[Start TASK MATERIAL]
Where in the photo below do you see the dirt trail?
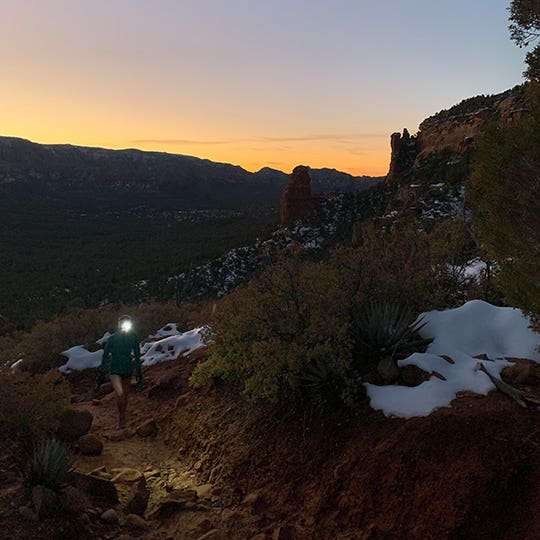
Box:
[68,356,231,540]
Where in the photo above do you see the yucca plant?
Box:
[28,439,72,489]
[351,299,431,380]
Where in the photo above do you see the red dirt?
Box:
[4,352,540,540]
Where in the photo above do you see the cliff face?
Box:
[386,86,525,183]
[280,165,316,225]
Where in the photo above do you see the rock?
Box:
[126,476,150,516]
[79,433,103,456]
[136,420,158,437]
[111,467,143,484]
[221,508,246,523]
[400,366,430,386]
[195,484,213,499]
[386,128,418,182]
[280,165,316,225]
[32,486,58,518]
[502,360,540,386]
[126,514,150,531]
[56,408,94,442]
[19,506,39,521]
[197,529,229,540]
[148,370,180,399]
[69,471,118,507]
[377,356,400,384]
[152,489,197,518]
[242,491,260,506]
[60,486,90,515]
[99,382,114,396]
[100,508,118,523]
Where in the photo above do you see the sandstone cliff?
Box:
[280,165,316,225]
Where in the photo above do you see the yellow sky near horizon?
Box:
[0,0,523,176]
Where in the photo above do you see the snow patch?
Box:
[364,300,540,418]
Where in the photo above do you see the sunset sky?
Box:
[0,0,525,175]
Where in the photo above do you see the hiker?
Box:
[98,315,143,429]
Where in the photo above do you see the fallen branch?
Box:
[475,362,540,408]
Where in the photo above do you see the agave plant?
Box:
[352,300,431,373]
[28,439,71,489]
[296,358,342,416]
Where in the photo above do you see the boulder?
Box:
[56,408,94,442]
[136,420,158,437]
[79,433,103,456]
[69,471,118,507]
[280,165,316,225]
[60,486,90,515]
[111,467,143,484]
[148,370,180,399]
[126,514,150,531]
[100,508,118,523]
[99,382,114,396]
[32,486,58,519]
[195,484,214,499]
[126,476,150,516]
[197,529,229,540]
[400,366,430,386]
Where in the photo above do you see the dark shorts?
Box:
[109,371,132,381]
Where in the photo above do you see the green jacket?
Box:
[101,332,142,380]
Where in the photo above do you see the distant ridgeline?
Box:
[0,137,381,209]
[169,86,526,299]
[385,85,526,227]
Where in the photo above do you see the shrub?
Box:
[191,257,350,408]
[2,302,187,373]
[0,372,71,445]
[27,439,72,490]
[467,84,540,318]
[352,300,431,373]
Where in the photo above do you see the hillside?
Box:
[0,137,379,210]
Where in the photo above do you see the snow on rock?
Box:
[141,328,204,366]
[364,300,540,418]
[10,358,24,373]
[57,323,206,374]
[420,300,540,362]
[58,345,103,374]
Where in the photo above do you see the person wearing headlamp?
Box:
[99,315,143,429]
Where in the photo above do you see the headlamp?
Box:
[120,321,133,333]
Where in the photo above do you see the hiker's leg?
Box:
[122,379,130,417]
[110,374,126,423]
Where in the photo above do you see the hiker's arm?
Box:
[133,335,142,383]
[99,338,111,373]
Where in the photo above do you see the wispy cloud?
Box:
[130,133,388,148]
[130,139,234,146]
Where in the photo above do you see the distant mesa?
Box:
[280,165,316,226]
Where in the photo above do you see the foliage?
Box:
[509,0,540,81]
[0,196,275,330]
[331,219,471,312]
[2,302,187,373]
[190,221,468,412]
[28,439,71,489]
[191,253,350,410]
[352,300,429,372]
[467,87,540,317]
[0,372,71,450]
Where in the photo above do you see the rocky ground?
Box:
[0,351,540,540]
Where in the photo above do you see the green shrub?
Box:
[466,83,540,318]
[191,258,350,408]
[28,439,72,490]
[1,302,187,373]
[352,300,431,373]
[End TASK MATERIAL]
[Start TASK MATERIAL]
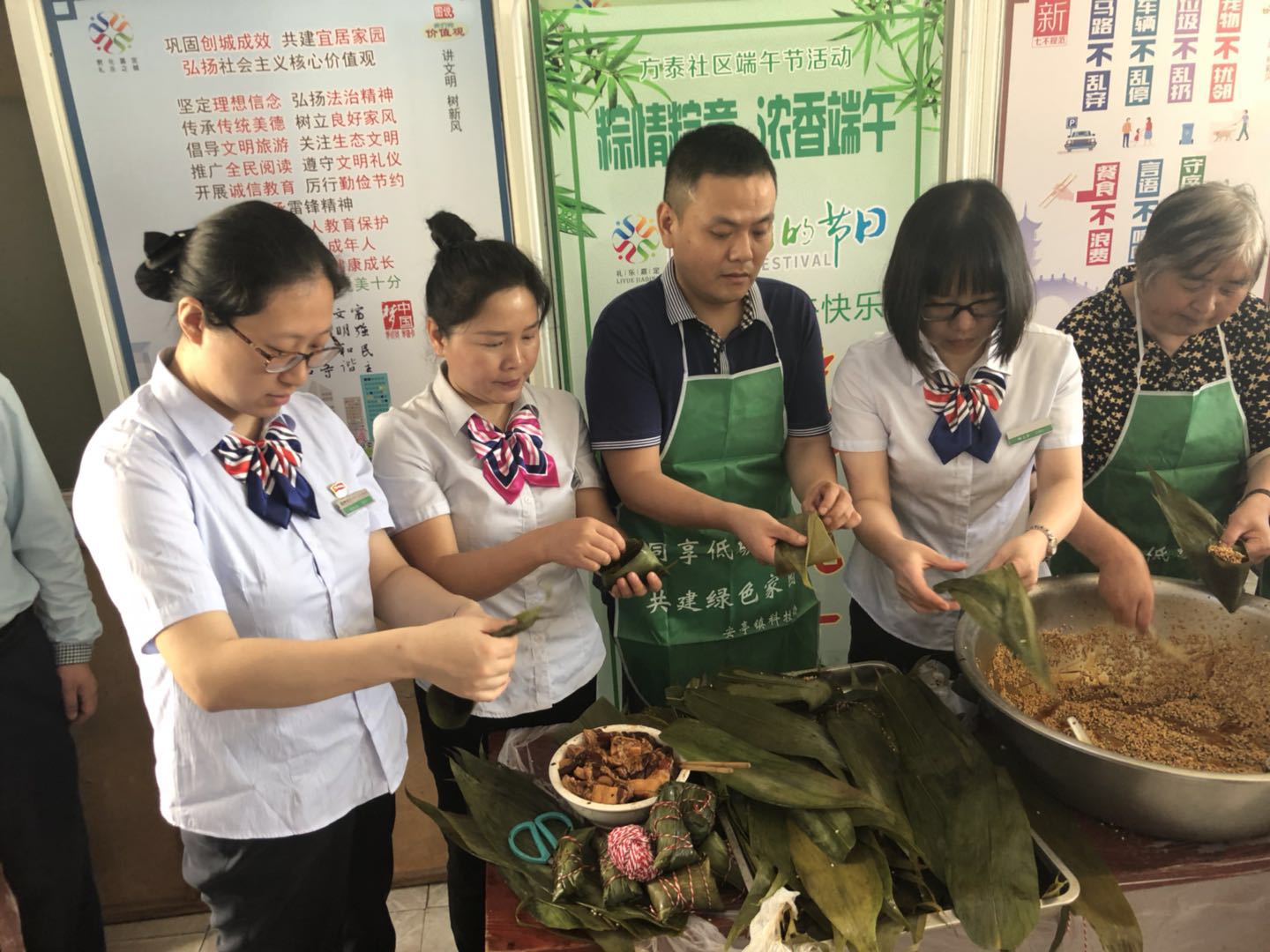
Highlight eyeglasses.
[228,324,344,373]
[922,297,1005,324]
[End TASK MATERIAL]
• PROBLEM STATEMENT: From the items, copy word for word the lines that open with the line containing "Where in the photo above do you see the rocky" and close with the line containing "[0,351,540,540]", including both of those lines.

• SOLUTION TO THIS TASK:
Where in the photo above do you see the rocky ground?
Box:
[0,351,540,540]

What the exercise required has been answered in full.